Convert every line of the items below into a numbered list with one line per entry. Leave out any blank lines.
----------------------------------------
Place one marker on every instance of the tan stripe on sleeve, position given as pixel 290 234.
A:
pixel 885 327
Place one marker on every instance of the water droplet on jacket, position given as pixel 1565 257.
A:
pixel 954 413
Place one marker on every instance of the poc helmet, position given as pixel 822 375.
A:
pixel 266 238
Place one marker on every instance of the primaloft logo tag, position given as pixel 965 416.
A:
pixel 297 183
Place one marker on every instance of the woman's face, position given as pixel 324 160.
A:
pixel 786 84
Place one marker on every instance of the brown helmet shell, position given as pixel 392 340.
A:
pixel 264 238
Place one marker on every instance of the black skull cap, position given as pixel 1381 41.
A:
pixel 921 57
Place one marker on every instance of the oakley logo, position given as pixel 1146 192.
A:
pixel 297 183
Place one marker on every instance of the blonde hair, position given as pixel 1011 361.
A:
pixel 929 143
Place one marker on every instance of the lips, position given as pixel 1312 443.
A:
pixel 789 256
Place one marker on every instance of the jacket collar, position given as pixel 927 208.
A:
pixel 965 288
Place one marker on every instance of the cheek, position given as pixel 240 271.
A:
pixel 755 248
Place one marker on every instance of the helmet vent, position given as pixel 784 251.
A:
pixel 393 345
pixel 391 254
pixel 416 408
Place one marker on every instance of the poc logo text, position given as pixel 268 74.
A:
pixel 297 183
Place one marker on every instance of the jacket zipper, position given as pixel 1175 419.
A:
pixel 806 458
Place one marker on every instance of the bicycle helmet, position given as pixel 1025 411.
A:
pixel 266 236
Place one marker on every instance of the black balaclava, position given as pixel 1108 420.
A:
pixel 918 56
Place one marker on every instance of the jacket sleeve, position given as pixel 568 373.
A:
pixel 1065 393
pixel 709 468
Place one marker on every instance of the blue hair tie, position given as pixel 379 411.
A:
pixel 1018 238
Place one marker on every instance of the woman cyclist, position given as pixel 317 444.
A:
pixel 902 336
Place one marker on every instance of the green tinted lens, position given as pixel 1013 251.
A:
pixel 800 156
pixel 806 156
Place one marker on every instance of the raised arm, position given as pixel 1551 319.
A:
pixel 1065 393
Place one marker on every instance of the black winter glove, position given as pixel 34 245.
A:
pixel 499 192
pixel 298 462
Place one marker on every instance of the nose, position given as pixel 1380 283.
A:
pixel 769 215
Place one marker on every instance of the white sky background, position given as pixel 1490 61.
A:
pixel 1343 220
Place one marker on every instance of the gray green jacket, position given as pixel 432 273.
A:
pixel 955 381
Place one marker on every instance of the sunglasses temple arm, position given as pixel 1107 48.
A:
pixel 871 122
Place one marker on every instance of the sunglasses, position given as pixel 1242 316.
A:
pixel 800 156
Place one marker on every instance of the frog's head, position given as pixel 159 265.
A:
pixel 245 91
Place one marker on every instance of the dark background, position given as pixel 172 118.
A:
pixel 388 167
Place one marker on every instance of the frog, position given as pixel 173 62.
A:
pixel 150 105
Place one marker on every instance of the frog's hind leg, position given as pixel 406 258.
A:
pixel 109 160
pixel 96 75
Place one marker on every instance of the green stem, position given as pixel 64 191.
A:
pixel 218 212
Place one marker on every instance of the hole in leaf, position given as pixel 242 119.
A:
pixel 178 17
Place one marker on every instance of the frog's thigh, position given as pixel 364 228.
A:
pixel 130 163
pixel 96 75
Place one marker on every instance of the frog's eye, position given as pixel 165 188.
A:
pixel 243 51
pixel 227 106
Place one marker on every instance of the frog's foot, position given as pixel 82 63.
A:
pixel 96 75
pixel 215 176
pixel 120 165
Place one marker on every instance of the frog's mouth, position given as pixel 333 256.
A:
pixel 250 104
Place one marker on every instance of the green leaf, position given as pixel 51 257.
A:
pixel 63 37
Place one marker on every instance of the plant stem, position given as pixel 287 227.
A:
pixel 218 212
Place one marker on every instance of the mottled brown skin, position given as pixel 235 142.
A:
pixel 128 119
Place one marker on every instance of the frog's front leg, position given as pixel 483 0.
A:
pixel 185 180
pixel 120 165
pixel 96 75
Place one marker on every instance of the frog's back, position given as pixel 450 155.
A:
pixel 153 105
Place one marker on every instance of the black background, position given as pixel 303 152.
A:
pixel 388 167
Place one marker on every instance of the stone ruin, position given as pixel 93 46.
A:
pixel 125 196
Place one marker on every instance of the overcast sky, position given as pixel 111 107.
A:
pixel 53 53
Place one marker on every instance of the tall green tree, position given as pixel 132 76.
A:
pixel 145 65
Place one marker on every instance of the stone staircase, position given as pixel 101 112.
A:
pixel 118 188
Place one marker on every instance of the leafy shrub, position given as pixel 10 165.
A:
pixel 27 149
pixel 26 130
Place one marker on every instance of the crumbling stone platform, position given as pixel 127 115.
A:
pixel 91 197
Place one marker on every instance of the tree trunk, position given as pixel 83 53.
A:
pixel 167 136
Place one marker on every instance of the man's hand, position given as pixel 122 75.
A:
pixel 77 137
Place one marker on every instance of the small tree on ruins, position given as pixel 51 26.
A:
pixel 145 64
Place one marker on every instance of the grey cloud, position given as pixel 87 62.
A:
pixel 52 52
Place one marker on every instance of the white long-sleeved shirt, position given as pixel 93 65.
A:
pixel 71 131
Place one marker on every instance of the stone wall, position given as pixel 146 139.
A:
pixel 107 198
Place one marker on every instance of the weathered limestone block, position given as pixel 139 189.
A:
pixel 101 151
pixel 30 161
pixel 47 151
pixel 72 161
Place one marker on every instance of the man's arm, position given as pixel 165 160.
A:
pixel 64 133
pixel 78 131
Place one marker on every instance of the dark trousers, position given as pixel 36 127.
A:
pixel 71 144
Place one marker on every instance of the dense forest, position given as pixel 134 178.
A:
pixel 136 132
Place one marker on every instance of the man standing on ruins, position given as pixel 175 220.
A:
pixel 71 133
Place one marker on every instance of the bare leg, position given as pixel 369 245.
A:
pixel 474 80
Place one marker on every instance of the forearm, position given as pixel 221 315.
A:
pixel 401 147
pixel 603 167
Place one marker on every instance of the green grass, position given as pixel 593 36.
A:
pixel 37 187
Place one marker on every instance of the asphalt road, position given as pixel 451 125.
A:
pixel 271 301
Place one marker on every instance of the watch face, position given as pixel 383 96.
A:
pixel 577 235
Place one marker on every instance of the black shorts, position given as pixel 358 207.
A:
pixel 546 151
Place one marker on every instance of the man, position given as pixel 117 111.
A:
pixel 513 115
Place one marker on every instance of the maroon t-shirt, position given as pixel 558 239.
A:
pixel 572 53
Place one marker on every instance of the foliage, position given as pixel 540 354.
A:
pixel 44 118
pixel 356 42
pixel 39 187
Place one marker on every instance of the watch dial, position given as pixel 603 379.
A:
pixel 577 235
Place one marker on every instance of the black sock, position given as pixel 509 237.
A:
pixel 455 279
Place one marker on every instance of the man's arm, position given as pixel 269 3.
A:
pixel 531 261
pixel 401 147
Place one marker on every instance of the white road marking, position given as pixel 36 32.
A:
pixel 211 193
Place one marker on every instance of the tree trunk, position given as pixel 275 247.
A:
----------------------------------------
▶ **Finished answer**
1. Place one marker on every instance of the tan stripe on sleeve, position given as pixel 290 234.
2. A:
3. pixel 885 327
4. Place one marker on every instance of the water droplet on jacket, position given as pixel 1565 257.
5. A:
6. pixel 954 413
7. Place one marker on every instance of the poc helmet, position given as pixel 822 375.
8. A:
9. pixel 266 238
10. Place one marker on every instance of the primaloft logo tag, position given as pixel 965 416.
11. A:
12. pixel 297 183
13. Place one marker on every instance of the woman's face, position given as pixel 324 160.
14. A:
15. pixel 786 84
16. Place one marker on every instance of the brown helmet shell, position given as pixel 392 340.
17. A:
18. pixel 264 238
19. Place one marker on every instance of the black skull cap, position given as pixel 1381 41.
20. A:
21. pixel 921 57
22. Place one marker on every instance of the oakley logo, position given as pixel 1146 192.
23. A:
24. pixel 297 183
25. Place one marker on every instance of the blonde hair, position given as pixel 1011 361.
26. A:
27. pixel 929 143
28. Place one marker on every instance of the lips, position given as pixel 1312 443.
29. A:
30. pixel 789 256
31. Place one marker on every instance of the jacket collar, position given as pixel 927 208.
32. A:
33. pixel 965 288
34. Place one marker on every instance of the cheek, position given as pixel 240 271.
35. A:
36. pixel 755 248
37. Place one marker on every instance of the helmet vent, position given as pixel 784 251.
38. A:
39. pixel 393 345
40. pixel 391 254
41. pixel 416 408
42. Place one marker on every instance of the poc logo text, position given as pixel 268 74.
43. A:
44. pixel 297 183
45. Place one marker on every instance of the jacket zipper, position given as pixel 1175 419.
46. A:
47. pixel 806 458
48. Place one marker on every instance of the bicycle helmet, position given as pixel 1025 411.
49. A:
50. pixel 266 236
51. Place one marker on every instance of the black balaclava, position given as pixel 1108 420.
52. A:
53. pixel 918 56
54. Place one marker on every instance of the jacket sleeve, position given as pixel 568 373.
55. A:
56. pixel 1065 393
57. pixel 709 468
58. Place one marker on every instance of the blue hair tie, position given as pixel 379 411.
59. A:
60. pixel 1018 238
61. Place one marker on every instance of the woman cyclist, position given as pixel 317 444.
62. A:
63. pixel 902 336
64. Place one marker on every instance of the green tinted lens, position given as pixel 1013 251.
65. A:
66. pixel 800 156
67. pixel 806 156
68. Place one marker on every instance of the raised arm, position given as pixel 1551 319.
69. A:
70. pixel 1065 393
71. Place one marker on every instance of the black winter glove, position given as pixel 34 245.
72. A:
73. pixel 499 192
74. pixel 298 462
75. Place one marker on every instance of the nose, position given as pixel 1380 283.
76. A:
77. pixel 769 215
78. Place one marker on every instance of the white sky background, position given as pixel 1490 61.
79. A:
80. pixel 1343 220
81. Place one marker on every instance of the gray green jacket, position given as pixel 432 273.
82. A:
83. pixel 955 381
84. Place one marker on every instance of the sunglasses temple arm, position given as pixel 1107 48.
85. A:
86. pixel 871 122
87. Place one marker on every instance of the sunglasses, position given as pixel 1242 316.
88. A:
89. pixel 800 156
90. Place one marker on every instance of the frog's head, position given as pixel 159 265.
91. A:
92. pixel 245 91
93. Place one marker on every instance of the dark background, position given as pixel 172 118.
94. A:
95. pixel 388 167
96. Place one marker on every instance of the frog, position given as pixel 173 62.
97. A:
98. pixel 150 105
99. Place one marker on every instance of the frog's hind leg, position given as pixel 406 258.
100. A:
101. pixel 109 160
102. pixel 96 75
103. Place one marker on every instance of the green stem, position given as pixel 64 191.
104. A:
105. pixel 218 212
106. Place one marker on every instance of the hole in leaf, position given as pixel 242 119.
107. A:
108. pixel 178 17
109. Place one marker on every instance of the frog's thigh, position given as pixel 364 228.
110. A:
111. pixel 130 163
112. pixel 96 75
113. Place one marker on every instance of the frog's eye, position given as pixel 165 188.
114. A:
115. pixel 243 51
116. pixel 227 106
117. Place one marker on every instance of the frog's foot, position given as pixel 82 63.
118. A:
119. pixel 96 75
120. pixel 215 176
121. pixel 120 165
122. Place one marker on every instance of the frog's mouth, position given as pixel 333 256.
123. A:
124. pixel 250 104
125. Place one marker on every instance of the green leaf, position given as pixel 51 257.
126. A:
127. pixel 63 37
128. Place one marker on every instance of the plant stem, position given as pixel 287 227.
129. A:
130. pixel 218 212
131. Place one marker on every instance of the mottled brown skin, position given as pixel 235 142.
132. A:
133. pixel 128 119
134. Place one marker on every instance of the frog's front leg, position given as pixel 483 0.
135. A:
136. pixel 185 180
137. pixel 120 165
138. pixel 96 75
139. Place one marker on every instance of the frog's back, position given as pixel 450 155.
140. A:
141. pixel 153 105
142. Place one marker on every instance of the black background, position given as pixel 303 152.
143. A:
144. pixel 388 167
145. Place one marker on every instance of the stone ruin, position given as pixel 93 46.
146. A:
147. pixel 125 196
148. Place one marker on every instance of the overcast sky, position given as pixel 111 107.
149. A:
150. pixel 53 53
151. Place one marker on every instance of the tall green tree, position given as pixel 132 76.
152. A:
153. pixel 145 65
154. Place one marker on every instance of the stone staircase, position given as pixel 101 112.
155. A:
156. pixel 118 188
157. Place one marker on every instance of the leafy shrub, position given as pixel 10 165.
158. A:
159. pixel 27 149
160. pixel 26 130
161. Place one marker on every instance of the crumbling stone platform, position given as pixel 127 115.
162. A:
163. pixel 91 197
164. Place one marker on every instance of the tree trunk, position given as pixel 83 53.
165. A:
166. pixel 167 136
167. Place one marker on every instance of the man's hand, position given as pixel 122 75.
168. A:
169. pixel 77 137
170. Place one marker on every instance of the small tree on ruins, position given as pixel 51 26.
171. A:
172. pixel 145 64
173. Place one marker on every instance of the grey cloud, position given as pixel 87 62.
174. A:
175. pixel 52 52
176. Place one marker on every instance of the white long-sleeved shirt, position given as pixel 93 65.
177. A:
178. pixel 71 131
179. Place one marker on every instance of the stone wall, position given as pixel 146 139.
180. A:
181. pixel 107 198
182. Place one marker on every instance of the weathered limestone block, position given as pixel 139 189.
183. A:
184. pixel 101 151
185. pixel 30 161
186. pixel 47 151
187. pixel 72 161
188. Place one marker on every instance of the man's arm, position given as pixel 165 160.
189. A:
190. pixel 64 133
191. pixel 78 131
192. Place one marker on every instance of the dark trousers, position given as pixel 36 127.
193. A:
194. pixel 71 144
195. Place one marker on every instance of the dense forest, position given as pixel 134 178.
196. A:
197. pixel 136 132
198. Place one marker on every instance of the man standing on ruins, position given as pixel 175 220.
199. A:
200. pixel 71 133
201. Place one marker on every instance of the bare leg, position given as pixel 369 245.
202. A:
203. pixel 474 80
204. Place one marker on every instance of the forearm, position given as pixel 221 315.
205. A:
206. pixel 401 147
207. pixel 603 167
208. Place one marker on every instance of the green grass, position given as pixel 593 36.
209. A:
210. pixel 37 187
211. Place one marker on every instance of the asphalt road, position given as pixel 451 125.
212. A:
213. pixel 271 301
214. Place one marker on every instance of the watch face, position given as pixel 383 96.
215. A:
216. pixel 577 235
217. Place one marker on every instance of the black shorts, position given as pixel 358 207.
218. A:
219. pixel 546 151
220. Place one marker on every instance of the man, position given as pixel 117 111.
221. A:
222. pixel 513 115
223. Place one marker on every instance of the maroon t-shirt, position given as pixel 558 239.
224. A:
225. pixel 572 53
226. Place one marker on every instance of the foliage, position given as pixel 540 354.
227. A:
228. pixel 44 118
229. pixel 356 42
230. pixel 39 187
231. Place one marker on every instance of the watch dial, position given as pixel 603 379.
232. A:
233. pixel 577 235
234. Place one marker on every instance of the black sock, position given as pixel 509 237.
235. A:
236. pixel 455 279
237. Place one marker on every instance of the man's arm, position given as pixel 269 3.
238. A:
239. pixel 531 261
240. pixel 401 147
241. Place one marker on every instance of the white road marking, position given as pixel 36 32.
242. A:
243. pixel 211 193
244. Place one marker on every instance of the tree trunk, position given as pixel 275 247.
245. A:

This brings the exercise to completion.